● What to work on
A. Condense the paragraph in the grinder thread that opens "The damage to the carrier shouldn't be a problem" into a shorter version, keeping its main facts.
B. Quote everything in the grinder thread from "Yeah, when going" down to "is just superficial.".

● Text shown
## Begin
I did that, got away with completely. Gave me a bit of a shock though, lesson learnt.


----------



## roaringboy (Jun 14, 2014)

Pics of the burrs. They were filthy!



















Cleaned up:










Bit pissed off as I carefully extracted the burr carrier with three bolts only to discover the previous owner had had a go at it with a screwdriver from underneath:










Is this much of a problem?


----------



## roaringboy (Jun 14, 2014)

Burrs feel smooth - they're not catching my finger nail.


----------



## jeebsy (May 5, 2013)

roaringboy said:


> Burrs feel smooth - they're not catching my finger nail.


When going towards the sharp edge?


----------



## roaringboy (Jun 14, 2014)

jeebsy said:


> When going towards the sharp edge?


Yeah, when going with the grain so to speak. They seem like they're sharp enough to give you a nasty cut if you ran your finger along the edge.

Everything is cleaned and back together and seems to be spinning up nicely. No strange noises, no knocking and no noticeable play/movement. Think the damage to the burr carrier is just superficial.


----------



## Dylan (Dec 5, 2011)

The damage to the carrier shouldn't be a problem. But you should check for wobble, you can do this by closing the burrs when they are running, when they get very close if the 'chirp' sounds normal then you are good, if you start to hear the burr touch on one side as it spins then the shaft is likely bent from the removal with a screwdriver.

The burrs look fine, and if they are sharp enough to cut then they are good. They should catch your nail in that this cutting edge should dig in a smidge, if its sharp enough to cut your finger its sharp enough to catch your nail


----------



## roaringboy (Jun 14, 2014)
## End
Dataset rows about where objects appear
## Begin
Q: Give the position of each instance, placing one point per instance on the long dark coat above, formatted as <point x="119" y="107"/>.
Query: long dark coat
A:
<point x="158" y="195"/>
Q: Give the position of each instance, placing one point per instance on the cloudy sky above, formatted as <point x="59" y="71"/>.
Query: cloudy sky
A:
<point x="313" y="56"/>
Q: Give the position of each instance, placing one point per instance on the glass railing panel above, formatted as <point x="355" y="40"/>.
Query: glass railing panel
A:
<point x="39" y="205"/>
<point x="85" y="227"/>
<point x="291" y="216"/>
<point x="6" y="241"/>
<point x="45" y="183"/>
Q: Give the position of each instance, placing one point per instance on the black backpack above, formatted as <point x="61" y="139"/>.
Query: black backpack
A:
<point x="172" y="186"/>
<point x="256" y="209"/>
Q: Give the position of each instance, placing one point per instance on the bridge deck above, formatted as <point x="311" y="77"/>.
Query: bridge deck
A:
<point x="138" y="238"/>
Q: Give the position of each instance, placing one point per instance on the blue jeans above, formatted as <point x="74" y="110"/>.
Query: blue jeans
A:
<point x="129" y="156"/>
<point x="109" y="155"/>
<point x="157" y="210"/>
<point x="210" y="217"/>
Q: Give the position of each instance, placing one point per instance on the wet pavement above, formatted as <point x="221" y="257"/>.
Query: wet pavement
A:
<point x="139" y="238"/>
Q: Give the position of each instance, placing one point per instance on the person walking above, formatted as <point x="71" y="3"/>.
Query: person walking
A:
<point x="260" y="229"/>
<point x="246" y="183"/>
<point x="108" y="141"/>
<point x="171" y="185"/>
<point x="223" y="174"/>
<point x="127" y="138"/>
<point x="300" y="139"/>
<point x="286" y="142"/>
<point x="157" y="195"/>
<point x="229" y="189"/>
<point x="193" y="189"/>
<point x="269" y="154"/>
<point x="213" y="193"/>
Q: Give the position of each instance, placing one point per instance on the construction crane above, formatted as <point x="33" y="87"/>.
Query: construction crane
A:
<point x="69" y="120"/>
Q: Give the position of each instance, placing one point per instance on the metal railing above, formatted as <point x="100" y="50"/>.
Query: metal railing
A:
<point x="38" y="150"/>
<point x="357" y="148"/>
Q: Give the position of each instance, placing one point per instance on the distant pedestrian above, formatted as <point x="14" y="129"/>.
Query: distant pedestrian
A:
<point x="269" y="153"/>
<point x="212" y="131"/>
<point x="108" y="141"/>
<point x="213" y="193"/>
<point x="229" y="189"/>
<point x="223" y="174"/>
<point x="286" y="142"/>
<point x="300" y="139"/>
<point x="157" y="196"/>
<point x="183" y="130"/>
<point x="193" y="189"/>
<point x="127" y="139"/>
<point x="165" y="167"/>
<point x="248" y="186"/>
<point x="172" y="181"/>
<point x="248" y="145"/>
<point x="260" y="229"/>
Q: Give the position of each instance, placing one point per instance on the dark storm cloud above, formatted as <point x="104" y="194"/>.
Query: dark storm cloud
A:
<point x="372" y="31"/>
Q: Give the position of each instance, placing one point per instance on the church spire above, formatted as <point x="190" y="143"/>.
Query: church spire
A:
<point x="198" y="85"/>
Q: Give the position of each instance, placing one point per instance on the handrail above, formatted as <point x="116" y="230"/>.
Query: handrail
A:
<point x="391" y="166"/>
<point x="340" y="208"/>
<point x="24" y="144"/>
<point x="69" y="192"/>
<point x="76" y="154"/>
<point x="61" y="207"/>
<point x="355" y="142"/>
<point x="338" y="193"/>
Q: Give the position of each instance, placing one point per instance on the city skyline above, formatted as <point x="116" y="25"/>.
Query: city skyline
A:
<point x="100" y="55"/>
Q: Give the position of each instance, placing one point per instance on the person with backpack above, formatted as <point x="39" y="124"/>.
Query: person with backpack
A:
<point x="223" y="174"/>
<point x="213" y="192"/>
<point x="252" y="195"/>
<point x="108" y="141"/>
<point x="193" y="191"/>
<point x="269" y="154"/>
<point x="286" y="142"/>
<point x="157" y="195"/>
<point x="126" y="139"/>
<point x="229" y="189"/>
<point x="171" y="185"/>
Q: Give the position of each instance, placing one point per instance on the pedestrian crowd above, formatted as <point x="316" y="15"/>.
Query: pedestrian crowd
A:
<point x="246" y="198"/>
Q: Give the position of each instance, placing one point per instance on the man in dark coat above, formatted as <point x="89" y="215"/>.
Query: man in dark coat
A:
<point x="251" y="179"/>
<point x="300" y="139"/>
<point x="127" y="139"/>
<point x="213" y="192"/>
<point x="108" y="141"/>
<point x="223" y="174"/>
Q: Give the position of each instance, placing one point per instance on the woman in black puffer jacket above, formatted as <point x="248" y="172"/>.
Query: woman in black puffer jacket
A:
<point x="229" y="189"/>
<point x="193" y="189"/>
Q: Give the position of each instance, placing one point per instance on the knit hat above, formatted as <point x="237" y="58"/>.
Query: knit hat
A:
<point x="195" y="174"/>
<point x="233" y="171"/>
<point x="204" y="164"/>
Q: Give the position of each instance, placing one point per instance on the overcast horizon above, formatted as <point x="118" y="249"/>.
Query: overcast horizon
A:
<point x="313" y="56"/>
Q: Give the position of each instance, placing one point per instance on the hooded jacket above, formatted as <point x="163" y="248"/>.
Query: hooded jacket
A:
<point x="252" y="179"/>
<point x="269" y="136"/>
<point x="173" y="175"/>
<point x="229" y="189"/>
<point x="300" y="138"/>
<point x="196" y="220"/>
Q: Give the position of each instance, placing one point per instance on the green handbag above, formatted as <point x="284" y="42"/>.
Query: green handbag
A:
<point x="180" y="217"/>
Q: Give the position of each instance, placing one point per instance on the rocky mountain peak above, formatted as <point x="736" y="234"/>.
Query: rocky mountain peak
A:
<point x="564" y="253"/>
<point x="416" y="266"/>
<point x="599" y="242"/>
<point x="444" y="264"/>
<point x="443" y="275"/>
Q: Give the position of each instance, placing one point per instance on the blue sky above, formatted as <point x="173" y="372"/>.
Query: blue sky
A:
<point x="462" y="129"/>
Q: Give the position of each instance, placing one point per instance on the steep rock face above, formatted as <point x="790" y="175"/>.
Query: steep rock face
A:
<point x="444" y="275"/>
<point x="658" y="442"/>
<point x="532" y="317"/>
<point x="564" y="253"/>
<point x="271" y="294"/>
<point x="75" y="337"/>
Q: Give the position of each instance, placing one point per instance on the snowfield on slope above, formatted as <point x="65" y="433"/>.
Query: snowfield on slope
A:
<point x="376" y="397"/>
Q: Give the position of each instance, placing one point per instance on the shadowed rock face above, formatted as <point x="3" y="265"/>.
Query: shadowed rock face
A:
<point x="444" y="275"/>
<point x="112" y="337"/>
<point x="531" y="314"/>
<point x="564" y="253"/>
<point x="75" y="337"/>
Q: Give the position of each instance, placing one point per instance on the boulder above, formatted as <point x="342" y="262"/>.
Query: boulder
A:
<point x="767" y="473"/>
## End
● Responses for each task
A. The carrier damage shouldn't be a problem, but check for wobble by closing the burrs while they run. If the chirp sounds normal as they get very close, all is well. If a burr touches on one side as it spins, the shaft is likely bent from the screwdriver removal.

B.
Yeah, when going with the grain so to speak. They seem like they're sharp enough to give you a nasty cut if you ran your finger along the edge.

Everything is cleaned and back together and seems to be spinning up nicely. No strange noises, no knocking and no noticeable play/movement. Think the damage to the burr carrier is just superficial.